[OBJECTIVE]
Copy the listing again, starting at the line that has "In which part of this frame do you see the hillside?" and ending after the line that has "[823,0,1341,532]". Keep the requests unchanged, but scale every box coordinate in the answers by 1.5 and round each to a whole number, with halves rounding up.

[DATA EXTRACT]

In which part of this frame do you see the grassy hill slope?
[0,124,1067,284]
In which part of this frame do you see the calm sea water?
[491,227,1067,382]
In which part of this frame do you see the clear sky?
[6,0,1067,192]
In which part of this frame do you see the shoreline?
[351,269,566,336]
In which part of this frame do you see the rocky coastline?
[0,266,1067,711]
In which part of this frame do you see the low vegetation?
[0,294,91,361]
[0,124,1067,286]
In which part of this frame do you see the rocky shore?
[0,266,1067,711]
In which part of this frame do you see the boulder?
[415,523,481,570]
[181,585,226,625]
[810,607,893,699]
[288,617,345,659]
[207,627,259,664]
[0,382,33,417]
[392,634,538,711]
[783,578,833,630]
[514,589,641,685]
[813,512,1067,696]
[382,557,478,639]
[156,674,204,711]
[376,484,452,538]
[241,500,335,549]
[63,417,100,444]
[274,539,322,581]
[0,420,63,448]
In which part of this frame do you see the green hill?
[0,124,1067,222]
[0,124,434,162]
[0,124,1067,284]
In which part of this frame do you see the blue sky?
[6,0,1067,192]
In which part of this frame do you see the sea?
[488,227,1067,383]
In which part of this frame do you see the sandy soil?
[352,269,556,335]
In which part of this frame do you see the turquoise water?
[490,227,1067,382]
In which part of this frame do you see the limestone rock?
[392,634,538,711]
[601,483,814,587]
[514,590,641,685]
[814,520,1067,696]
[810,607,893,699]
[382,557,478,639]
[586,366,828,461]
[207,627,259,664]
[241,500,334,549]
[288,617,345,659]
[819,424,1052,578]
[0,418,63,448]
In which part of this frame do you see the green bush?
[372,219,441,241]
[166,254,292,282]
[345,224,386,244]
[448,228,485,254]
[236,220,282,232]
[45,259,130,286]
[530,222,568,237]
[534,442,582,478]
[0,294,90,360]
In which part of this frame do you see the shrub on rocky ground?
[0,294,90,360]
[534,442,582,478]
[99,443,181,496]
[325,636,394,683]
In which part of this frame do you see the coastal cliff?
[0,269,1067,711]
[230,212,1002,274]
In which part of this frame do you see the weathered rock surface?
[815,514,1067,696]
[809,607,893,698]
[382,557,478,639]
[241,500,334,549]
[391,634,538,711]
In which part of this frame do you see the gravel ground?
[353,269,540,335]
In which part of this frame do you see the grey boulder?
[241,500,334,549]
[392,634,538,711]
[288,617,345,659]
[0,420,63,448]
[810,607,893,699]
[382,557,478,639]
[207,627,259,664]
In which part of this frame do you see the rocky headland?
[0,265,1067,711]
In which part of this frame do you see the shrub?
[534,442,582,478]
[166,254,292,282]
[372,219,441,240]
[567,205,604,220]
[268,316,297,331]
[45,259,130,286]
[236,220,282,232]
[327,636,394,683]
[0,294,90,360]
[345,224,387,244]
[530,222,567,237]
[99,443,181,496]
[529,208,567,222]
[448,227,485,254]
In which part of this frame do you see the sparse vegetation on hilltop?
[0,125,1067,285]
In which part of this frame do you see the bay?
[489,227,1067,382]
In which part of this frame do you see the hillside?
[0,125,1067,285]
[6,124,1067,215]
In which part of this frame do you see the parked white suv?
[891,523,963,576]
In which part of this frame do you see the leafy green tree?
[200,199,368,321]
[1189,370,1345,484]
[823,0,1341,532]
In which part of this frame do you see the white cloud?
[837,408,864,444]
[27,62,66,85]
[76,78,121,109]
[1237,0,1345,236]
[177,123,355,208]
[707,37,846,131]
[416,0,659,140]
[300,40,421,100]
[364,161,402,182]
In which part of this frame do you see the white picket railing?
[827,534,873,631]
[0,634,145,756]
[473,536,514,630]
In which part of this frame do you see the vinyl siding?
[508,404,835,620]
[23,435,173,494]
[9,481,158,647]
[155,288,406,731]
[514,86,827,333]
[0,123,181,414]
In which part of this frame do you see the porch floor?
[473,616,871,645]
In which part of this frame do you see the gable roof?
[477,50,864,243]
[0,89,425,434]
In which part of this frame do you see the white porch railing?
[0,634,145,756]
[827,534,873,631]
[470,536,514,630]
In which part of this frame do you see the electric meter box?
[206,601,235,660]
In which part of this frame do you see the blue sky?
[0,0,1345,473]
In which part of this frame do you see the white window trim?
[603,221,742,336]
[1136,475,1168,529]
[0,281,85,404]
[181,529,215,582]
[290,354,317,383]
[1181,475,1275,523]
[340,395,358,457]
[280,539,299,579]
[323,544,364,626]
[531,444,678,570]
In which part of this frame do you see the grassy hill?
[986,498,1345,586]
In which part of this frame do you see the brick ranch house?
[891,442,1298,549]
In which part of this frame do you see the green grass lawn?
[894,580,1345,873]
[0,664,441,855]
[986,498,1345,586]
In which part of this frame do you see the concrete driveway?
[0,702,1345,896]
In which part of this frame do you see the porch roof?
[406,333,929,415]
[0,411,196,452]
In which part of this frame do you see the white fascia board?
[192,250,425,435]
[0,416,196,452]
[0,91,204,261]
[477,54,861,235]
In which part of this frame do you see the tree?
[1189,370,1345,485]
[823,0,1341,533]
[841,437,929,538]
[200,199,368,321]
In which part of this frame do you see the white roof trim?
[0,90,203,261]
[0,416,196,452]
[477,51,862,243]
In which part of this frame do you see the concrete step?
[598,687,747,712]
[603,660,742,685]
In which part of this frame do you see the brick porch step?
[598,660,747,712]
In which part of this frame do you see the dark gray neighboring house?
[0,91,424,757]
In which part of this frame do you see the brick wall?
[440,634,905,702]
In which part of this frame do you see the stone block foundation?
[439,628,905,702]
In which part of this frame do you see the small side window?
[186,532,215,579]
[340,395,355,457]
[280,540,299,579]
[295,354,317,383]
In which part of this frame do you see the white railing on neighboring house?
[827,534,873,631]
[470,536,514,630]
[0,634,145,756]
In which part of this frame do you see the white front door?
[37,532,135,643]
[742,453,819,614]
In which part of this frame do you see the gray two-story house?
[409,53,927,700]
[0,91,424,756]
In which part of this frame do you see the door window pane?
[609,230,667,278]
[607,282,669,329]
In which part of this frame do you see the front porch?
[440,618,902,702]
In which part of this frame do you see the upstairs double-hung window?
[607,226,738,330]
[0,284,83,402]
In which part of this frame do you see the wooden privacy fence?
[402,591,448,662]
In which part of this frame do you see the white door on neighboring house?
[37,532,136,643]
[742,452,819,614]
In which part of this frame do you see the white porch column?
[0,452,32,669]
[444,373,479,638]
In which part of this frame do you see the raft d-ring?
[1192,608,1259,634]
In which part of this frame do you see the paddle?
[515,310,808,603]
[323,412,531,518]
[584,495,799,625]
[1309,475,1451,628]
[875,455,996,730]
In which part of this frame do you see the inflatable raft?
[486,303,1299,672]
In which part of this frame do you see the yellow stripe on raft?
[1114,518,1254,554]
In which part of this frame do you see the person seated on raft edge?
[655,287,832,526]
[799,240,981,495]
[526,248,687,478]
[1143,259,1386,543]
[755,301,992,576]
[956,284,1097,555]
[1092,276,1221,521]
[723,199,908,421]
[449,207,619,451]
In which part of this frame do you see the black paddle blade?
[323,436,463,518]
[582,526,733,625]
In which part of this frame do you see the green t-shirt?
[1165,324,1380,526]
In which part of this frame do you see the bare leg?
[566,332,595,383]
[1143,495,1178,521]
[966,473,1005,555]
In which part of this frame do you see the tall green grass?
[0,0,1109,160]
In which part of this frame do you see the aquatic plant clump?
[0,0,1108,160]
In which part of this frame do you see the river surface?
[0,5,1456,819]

[OUTPUT OF THE TASK]
In which part of this frame do you see the hillside?
[0,188,1601,428]
[9,186,1601,323]
In which part of this frame do you see the parked white suv?
[1337,785,1445,864]
In which part of this frame do you see the leafy green tree?
[300,299,552,482]
[1784,555,2018,726]
[1235,0,2012,798]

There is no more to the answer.